Excerpts from bounding box data
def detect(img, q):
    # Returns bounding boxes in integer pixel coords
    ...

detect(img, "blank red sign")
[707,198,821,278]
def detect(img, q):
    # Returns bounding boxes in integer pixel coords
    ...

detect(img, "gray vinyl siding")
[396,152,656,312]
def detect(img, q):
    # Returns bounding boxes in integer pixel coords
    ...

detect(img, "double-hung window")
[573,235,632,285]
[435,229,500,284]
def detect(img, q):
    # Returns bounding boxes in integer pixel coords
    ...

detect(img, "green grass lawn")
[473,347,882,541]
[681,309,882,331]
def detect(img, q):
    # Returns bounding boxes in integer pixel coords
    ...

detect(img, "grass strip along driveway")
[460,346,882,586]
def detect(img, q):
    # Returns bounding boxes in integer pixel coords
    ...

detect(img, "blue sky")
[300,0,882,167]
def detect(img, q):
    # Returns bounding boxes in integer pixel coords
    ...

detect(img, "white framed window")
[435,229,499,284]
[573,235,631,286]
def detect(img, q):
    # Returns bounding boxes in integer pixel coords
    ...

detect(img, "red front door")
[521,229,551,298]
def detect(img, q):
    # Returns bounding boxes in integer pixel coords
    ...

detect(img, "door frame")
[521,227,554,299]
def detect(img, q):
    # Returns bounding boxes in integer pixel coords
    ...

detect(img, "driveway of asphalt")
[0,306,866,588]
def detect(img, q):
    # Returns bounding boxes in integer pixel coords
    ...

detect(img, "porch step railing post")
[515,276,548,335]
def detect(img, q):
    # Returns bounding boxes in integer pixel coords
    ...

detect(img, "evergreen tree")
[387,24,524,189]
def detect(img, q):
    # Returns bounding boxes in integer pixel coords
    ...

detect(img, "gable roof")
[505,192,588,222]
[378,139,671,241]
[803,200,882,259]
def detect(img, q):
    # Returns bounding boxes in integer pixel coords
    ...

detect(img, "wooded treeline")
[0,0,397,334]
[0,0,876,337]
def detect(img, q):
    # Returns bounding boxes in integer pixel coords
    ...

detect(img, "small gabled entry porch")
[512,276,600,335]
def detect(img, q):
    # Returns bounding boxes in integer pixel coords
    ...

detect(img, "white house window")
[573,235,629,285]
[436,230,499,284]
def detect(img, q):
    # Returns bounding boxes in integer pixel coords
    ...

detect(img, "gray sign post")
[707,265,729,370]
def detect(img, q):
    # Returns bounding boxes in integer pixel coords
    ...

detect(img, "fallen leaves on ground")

■ **OBJECTIVE**: Reproduce all of the items above word for word, leaving every character unchanged.

■ **RESPONSE TO THIS TASK**:
def detect(img, q):
    # Returns bounding boxes in integer pixel coords
    ...

detect(img, "blank red sign")
[707,198,821,278]
def detect(img, q):
    # Returns bounding boxes in integer pixel coords
    ...

detect(img, "gray vinyl siding")
[396,152,656,312]
def detect(img, q):
    # Returns bounding boxes in integer pixel coords
    ...

detect(img, "double-hung window")
[573,235,632,285]
[435,229,500,284]
def detect(img, q):
    # Returns bounding boxes in integer pixel coords
    ...

detect(img, "green grass lawn")
[473,347,882,541]
[681,309,882,331]
def detect(img, q):
    # Returns bounding boxes in integer pixel coords
    ...

detect(img, "grass strip along driveway")
[460,346,882,586]
def detect(img, q):
    # Returns bounding boxes in integer pixel coords
    ...

detect(img, "blue sky")
[300,0,882,167]
def detect(img, q):
    # Returns bounding boxes in integer pixel coords
    ...

detect(img, "white framed window")
[435,229,499,284]
[573,235,631,286]
def detect(img, q):
    # Returns bounding boxes in integer pixel coords
    ...

detect(img, "red front door")
[521,229,551,298]
def detect(img, q):
    # Returns bounding boxes in integer pixel coords
    ...

detect(img, "door frame")
[521,227,554,299]
def detect(img, q):
    # Returns bounding boxes in integer pixel coords
    ...

detect(img, "driveway of asphalt")
[0,306,866,588]
def detect(img, q):
    # Returns bounding boxes in integer pixel coords
    ...

detect(img, "porch step railing post")
[515,276,548,335]
def detect(img, q):
    # Returns bounding boxes in integer pixel coords
    ...

detect(img, "evergreen tree")
[387,24,524,189]
def detect(img, q):
    # Returns bounding boxes in integer pixel coords
    ...

detect(img, "gable roof")
[505,192,588,222]
[378,139,671,241]
[803,200,882,259]
def detect(img, q):
    # Returns bounding boxes in integer pixel coords
    ...

detect(img, "wooded treeline")
[0,0,397,334]
[0,0,876,337]
def detect(img, q):
    # Returns bounding boxes in integer pixel coords
    ...

detect(img, "small gabled entry porch")
[512,276,600,335]
def detect(img, q):
    # Returns bounding boxes in integer pixel coords
    ...

detect(img, "white house window")
[573,235,629,285]
[436,230,499,284]
def detect(img, q):
    # Returns bounding boxes in integer pixel coords
    ...

detect(img, "gray sign post")
[707,265,729,370]
def detect(img, q):
    # Returns bounding boxes in integer pixel coords
    ...

detect(img, "fallen leaves on ground")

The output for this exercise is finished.